**Given text:**
══════
In light of recent high profile pipeline incidents, PHMSA, among other federal agencies, is experiencing an unprecedented number of requests for disclosure of information under the Freedom of Information Act (FOIA) at 5 U.S.C. 552, et seq. These requests often come from Congress, citizen groups, or other administrative agencies such as the NTSB. FOIA, referred to as the public “right to know” statute, provides that any person has the right to obtain access to federal agency records, except to the extent that portions of those records are protected from public disclosure by one of 9 exemptions. Most federal agencies have their own FOIA regulations. For example, the Department of Transportation includes the FOIA statutory exemptions at 49 C.F.R. Part 7.13 and provides that the Agency’s policy is to make records available to the public to the greatest extent possible, including “providing reasonably segregable information from documents that contain information that may be withheld.”
Several FOIA exemptions have practical application to materials that pipeline operators submit to PHMSA and other federal agencies in various contexts whether it be construction and permitting, inspection and enforcement, or incident response and investigation. These exemptions include: (1) trade secrets and commercial or financial information obtained from a person that is privileged or confidential (FOIA Exemption 4); (2) personnel and medical files and similar files the disclosure of which would constitute an unwarranted invasion of personal privacy (FOIA Exemption 6), and (3) information that is part of an ongoing enforcement proceeding (FOIA Exemption 7). Further, pipelines represent an important part of the critical energy infrastructure in the United States for which Congress and the Department of Homeland Security have taken steps to limit the public disclosure of certain information that has national security implications (FOIA Exemption 3 and related statutory and regulatory directives).
In submitting documents to a federal agency, whether they are required or submitted voluntarily, operators should consider proactively marking documents that are potentially confidential under FOIA exemptions or that may contain sensitive security information as “Confidential Protected from Public Disclosure.” If the documents are subject to a FOIA request, this requires the federal agency to consult with the operator prior to making the decision whether to disclose the documents. In order to maintain control over redactions to the documents that are submitted to a federal agency, it may also be beneficial to submit proposed redactions of any qualifying confidential information prior to submitting the documents to the federal agency. Many federal agencies have regulations regarding redacting documents that should be considered when making redactions. See e.g., 49 C.F.R. Part 190.209(d) (requiring an operator who seeks confidential treatment for any portion of documents submitted in response to an enforcement action to provide a second copy of the document that includes redactions of confidential information and an explanation for each redaction).
══════
Dataset items
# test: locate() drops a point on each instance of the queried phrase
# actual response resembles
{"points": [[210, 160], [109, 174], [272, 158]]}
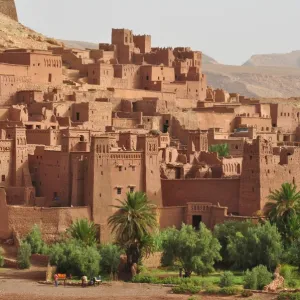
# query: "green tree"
{"points": [[24, 254], [221, 149], [1, 258], [258, 278], [34, 239], [226, 231], [196, 251], [76, 258], [283, 210], [110, 259], [260, 244], [83, 230], [134, 220]]}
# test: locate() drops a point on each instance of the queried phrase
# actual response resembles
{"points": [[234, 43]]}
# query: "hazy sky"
{"points": [[228, 30]]}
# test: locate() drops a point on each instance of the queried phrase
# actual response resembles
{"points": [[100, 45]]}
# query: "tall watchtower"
{"points": [[8, 8], [257, 176]]}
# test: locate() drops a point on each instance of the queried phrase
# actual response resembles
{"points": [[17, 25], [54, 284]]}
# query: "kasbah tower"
{"points": [[132, 117], [8, 7]]}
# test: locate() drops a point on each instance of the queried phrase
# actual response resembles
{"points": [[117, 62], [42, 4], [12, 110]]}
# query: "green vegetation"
{"points": [[34, 239], [283, 209], [260, 244], [74, 257], [221, 149], [195, 251], [1, 258], [83, 230], [133, 224], [227, 279], [110, 259], [258, 278], [289, 296], [186, 288], [24, 254]]}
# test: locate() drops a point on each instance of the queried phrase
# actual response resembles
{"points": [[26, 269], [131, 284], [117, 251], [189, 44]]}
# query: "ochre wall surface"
{"points": [[8, 7]]}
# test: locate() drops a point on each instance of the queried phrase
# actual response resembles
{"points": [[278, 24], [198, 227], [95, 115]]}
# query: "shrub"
{"points": [[1, 258], [24, 254], [246, 293], [289, 296], [34, 239], [74, 257], [202, 246], [227, 279], [212, 291], [262, 243], [292, 283], [286, 272], [110, 258], [195, 298], [229, 291], [258, 278], [186, 288]]}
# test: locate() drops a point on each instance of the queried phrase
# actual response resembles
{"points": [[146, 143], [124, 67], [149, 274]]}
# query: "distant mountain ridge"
{"points": [[289, 60]]}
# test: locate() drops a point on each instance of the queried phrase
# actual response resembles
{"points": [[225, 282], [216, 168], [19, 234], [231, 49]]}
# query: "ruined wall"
{"points": [[181, 191], [8, 8]]}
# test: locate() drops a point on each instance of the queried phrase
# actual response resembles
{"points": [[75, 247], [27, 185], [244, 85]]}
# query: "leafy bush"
{"points": [[246, 293], [186, 288], [227, 279], [212, 291], [110, 258], [195, 298], [74, 257], [202, 247], [260, 245], [258, 278], [292, 283], [286, 272], [1, 258], [229, 291], [227, 231], [34, 239], [24, 254], [289, 296]]}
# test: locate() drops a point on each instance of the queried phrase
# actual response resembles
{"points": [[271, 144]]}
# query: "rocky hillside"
{"points": [[290, 60], [251, 81], [16, 35]]}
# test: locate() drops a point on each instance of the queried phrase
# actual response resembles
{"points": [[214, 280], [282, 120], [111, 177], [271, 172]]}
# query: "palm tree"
{"points": [[83, 230], [132, 223], [283, 209]]}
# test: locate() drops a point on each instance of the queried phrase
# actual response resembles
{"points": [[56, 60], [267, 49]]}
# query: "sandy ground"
{"points": [[22, 285]]}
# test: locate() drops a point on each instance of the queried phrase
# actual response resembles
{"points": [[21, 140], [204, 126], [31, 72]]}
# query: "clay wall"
{"points": [[181, 191], [262, 124], [143, 42], [52, 221], [8, 8]]}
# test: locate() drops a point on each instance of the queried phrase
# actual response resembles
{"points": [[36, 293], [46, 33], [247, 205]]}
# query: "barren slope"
{"points": [[291, 59], [16, 35], [253, 81]]}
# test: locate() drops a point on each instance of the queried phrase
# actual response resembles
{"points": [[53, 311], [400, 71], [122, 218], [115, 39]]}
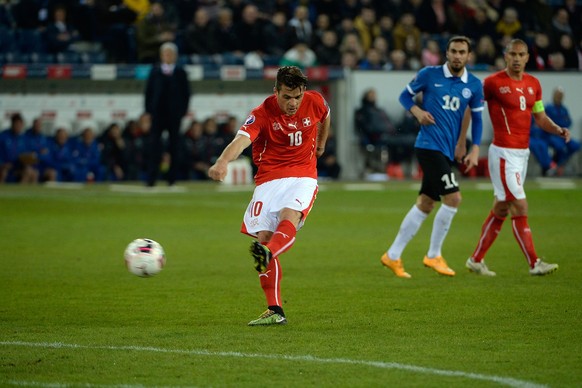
══════
**Aim of the task:** Recast the paragraph of the FOIA text that begins "Several FOIA exemptions have practical application" as a short bulleted list that keeps its main facts.

**Exercise solution:**
- Several FOIA exemptions apply to materials pipeline operators submit to PHMSA and other federal agencies, whether for construction and permitting, inspection and enforcement, or incident response and investigation.
- Exemption 4 covers trade secrets and privileged or confidential commercial or financial information.
- Exemption 6 covers personnel, medical and similar files whose disclosure would be an unwarranted invasion of personal privacy.
- Exemption 7 covers information that is part of an ongoing enforcement proceeding.
- Exemption 3 and related statutory and regulatory directives reflect steps by Congress and the Department of Homeland Security to limit public disclosure of pipeline information with national security implications, because pipelines are an important part of U.S. critical energy infrastructure.